*INSTRUCTIONS TO FOLLOW:* Reproduce the line that holds "find field plot" together with all the lines after it up to the end of the entries.

*LISTED ENTRIES:*
_ _ _ _
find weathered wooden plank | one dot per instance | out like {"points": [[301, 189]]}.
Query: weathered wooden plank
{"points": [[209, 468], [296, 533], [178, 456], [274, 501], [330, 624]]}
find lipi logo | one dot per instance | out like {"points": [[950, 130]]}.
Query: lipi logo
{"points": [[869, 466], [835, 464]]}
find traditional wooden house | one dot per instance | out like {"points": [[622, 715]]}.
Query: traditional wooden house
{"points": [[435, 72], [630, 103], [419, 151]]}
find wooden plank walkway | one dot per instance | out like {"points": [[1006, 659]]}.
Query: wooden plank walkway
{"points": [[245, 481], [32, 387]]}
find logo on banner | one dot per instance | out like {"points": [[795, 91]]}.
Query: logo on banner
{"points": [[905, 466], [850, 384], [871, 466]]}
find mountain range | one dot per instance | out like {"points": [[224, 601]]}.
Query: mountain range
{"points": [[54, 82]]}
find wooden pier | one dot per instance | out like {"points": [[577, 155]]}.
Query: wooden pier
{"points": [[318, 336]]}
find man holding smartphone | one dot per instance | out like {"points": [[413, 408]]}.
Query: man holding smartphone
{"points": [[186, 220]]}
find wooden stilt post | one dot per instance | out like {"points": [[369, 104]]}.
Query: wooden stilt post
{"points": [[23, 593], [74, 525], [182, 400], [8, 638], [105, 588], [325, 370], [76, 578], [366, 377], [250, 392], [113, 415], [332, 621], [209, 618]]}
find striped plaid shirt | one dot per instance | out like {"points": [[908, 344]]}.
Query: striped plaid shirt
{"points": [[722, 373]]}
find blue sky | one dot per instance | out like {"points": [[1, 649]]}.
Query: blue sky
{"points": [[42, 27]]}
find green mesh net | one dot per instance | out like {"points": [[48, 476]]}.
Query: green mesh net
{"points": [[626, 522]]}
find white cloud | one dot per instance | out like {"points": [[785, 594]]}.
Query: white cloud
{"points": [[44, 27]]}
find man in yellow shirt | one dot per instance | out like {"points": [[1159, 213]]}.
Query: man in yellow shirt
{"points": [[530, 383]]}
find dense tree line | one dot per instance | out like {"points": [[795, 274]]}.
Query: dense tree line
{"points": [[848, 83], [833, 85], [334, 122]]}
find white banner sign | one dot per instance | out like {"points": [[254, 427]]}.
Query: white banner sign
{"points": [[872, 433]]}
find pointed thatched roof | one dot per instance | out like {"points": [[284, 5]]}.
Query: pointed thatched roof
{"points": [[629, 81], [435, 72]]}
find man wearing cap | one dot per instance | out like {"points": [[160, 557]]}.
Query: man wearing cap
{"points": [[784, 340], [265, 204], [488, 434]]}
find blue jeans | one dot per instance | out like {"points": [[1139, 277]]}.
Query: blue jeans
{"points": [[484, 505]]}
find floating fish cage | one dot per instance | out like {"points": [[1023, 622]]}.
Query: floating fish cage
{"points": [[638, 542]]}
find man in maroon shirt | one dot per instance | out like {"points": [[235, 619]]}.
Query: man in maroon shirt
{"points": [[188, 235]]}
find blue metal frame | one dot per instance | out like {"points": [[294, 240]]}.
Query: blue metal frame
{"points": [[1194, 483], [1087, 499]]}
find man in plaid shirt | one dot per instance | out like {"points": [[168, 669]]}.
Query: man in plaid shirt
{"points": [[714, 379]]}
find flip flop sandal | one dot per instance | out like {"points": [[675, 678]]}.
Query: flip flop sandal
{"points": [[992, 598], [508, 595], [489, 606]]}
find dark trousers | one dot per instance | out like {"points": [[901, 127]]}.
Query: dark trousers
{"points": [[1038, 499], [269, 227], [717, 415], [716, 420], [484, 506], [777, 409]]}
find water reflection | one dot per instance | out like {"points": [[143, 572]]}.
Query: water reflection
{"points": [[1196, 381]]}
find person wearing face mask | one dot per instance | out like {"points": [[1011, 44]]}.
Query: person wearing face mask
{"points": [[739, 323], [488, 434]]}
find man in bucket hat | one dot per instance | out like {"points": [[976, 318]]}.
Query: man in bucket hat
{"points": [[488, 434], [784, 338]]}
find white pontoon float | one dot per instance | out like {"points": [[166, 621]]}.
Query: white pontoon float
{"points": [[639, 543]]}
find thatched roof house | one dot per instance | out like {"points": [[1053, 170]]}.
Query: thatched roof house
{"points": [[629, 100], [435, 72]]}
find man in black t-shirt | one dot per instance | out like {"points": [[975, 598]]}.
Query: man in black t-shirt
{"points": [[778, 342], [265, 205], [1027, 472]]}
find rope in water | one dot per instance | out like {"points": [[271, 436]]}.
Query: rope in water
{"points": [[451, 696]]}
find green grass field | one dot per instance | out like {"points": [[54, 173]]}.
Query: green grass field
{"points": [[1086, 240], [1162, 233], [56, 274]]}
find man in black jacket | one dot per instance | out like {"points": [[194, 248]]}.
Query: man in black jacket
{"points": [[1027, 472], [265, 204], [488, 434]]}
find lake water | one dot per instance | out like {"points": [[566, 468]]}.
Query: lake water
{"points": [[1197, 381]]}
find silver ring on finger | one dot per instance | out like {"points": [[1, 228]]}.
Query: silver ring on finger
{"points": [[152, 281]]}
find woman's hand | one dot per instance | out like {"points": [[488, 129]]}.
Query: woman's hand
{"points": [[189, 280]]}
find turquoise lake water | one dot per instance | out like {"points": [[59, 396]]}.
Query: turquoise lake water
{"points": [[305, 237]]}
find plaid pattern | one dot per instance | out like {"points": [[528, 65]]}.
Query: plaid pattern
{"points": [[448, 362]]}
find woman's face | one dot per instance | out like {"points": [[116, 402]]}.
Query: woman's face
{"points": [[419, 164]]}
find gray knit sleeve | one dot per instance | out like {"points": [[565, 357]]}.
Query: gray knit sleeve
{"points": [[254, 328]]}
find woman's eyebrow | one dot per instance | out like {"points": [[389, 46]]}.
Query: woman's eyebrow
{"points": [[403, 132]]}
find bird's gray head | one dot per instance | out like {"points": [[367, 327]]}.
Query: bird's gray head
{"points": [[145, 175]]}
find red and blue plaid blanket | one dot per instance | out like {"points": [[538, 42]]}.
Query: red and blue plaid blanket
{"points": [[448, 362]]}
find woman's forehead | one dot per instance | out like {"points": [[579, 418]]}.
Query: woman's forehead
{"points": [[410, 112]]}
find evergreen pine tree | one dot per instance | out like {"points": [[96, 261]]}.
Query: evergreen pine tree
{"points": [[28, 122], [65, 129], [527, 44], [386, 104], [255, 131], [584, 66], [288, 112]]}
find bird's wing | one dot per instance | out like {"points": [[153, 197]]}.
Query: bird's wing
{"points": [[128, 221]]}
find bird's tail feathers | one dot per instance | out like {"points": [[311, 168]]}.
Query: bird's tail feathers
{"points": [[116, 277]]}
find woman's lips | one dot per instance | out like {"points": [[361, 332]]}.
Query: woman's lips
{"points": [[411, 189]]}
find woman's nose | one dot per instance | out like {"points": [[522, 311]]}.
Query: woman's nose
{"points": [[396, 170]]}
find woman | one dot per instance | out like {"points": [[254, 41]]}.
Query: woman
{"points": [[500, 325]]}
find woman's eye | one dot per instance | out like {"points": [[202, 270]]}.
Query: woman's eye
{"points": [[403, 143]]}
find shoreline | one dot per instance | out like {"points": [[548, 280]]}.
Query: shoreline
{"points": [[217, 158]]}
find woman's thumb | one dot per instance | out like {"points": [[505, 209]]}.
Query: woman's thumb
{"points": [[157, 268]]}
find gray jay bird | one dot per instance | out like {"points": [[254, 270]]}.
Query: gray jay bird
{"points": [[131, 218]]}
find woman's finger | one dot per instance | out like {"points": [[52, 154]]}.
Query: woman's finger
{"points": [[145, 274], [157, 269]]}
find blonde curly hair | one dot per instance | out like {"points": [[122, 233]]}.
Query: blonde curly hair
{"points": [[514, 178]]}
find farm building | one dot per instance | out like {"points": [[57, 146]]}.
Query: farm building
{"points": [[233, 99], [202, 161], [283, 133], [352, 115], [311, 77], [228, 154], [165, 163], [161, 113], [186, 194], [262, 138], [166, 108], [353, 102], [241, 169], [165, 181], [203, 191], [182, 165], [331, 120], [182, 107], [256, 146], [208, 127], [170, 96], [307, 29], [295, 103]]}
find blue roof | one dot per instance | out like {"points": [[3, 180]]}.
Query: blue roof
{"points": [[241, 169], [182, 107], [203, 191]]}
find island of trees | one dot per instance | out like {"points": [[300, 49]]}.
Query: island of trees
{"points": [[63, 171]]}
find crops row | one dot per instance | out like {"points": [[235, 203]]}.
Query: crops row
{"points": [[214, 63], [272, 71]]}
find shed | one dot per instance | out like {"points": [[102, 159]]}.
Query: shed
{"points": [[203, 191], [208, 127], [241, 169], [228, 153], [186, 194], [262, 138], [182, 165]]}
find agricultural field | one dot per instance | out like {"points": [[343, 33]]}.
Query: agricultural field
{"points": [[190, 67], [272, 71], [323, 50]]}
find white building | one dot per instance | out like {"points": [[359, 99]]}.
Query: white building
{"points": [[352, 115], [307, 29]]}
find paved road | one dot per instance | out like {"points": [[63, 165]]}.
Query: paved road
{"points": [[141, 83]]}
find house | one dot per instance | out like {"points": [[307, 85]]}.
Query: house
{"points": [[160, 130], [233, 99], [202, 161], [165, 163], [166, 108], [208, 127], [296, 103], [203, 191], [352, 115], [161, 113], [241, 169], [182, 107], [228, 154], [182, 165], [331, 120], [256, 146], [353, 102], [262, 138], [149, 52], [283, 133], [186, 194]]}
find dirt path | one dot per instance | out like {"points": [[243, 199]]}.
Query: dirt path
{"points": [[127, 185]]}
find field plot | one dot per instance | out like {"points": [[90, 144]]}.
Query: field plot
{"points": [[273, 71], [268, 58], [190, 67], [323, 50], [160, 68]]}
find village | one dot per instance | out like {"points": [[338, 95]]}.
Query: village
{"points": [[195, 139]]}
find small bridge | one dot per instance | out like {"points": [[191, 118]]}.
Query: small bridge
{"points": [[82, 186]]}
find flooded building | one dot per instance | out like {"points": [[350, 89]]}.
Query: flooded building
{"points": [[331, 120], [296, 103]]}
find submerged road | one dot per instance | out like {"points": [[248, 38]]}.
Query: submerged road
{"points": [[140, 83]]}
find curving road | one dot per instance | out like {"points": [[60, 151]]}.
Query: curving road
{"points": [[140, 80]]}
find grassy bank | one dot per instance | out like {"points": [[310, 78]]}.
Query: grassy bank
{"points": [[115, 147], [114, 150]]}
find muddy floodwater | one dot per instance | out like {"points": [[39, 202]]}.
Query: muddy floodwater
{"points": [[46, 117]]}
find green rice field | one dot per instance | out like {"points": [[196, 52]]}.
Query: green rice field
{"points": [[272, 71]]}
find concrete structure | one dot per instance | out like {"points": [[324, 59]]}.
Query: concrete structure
_ _ _ _
*THE RESPONSE:*
find field plot | one dot per instance | out like {"points": [[90, 144]]}.
Query: field plot
{"points": [[273, 71], [268, 58], [190, 67], [323, 50], [160, 68]]}
find village | one dot per instance | out like {"points": [[338, 95]]}.
Query: village
{"points": [[195, 139]]}
find small bridge | one dot per instance | out like {"points": [[191, 118]]}.
Query: small bridge
{"points": [[82, 186]]}
find flooded building | one dot per instance | out like {"points": [[350, 89]]}.
Query: flooded building
{"points": [[331, 120], [296, 103]]}
find submerged road | one dot per instance | out like {"points": [[248, 38]]}.
Query: submerged road
{"points": [[140, 83]]}
find curving road | one dot per instance | out like {"points": [[60, 151]]}.
Query: curving road
{"points": [[140, 80]]}
find grassy bank | one dot per instance | out like {"points": [[310, 78]]}.
Query: grassy bank
{"points": [[115, 147], [114, 150]]}
find muddy floodwater | one dot per instance | out like {"points": [[39, 202]]}.
Query: muddy floodwater
{"points": [[46, 117]]}
find green rice field | one dot per instance | out like {"points": [[196, 52]]}.
Query: green rice field
{"points": [[272, 71]]}
find concrete structure | one dot per instance | out like {"points": [[324, 59]]}.
Query: concrete structure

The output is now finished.